===== Text block =====

Videsh Sanchar Nigam Limited, the entity that once held the
entire telecommunications industry in thrall, has now been privatised.
New players are entering the market every day, bringing with
them innovative marketing ideas and technologies that are better
suited to the needs of the Indian customer. As broadcasting
and telephony begin to merge, technology blurs the difference
between different conduit systems like wire-line and wireless.
The heady optimism about the future
of telecommunications in India flags when one encounters the
regulatory environment. Today there are separate license regimes
for basic, cellular, ISP, satellite and cable TV operators.
In turn, each regime has spawned a separate industry structure,
byzantine terms of entry, and varying requirements for creating
infrastructure. Will there ever be a 'one-license, single-service'
regime?
The answer is yes. But whether it will
happen in the next six months or over the next five years
depends on how fast technologies grow, how fast the market
responds to the introduction of these technologies, and how
existing regulations can adapt to changing technologies.
The last point is especially crucial.

=====

▶ **Directive 1**: Reproduce the passage on Indian telecommunications starting at "New players are" and ending at "wire-line and wireless.".
▶ **Directive 2**: According to the passage on Indian telecommunications, which entity has now been privatised?

===== Stored records =====

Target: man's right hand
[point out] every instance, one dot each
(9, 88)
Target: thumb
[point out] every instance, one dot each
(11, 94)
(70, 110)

=====

▶ **Expected output 1**:
New players are entering the market every day, bringing with
them innovative marketing ideas and technologies that are better
suited to the needs of the Indian customer. As broadcasting
and telephony begin to merge, technology blurs the difference
between different conduit systems like wire-line and wireless.

▶ **Expected output 2**: Videsh Sanchar Nigam Limited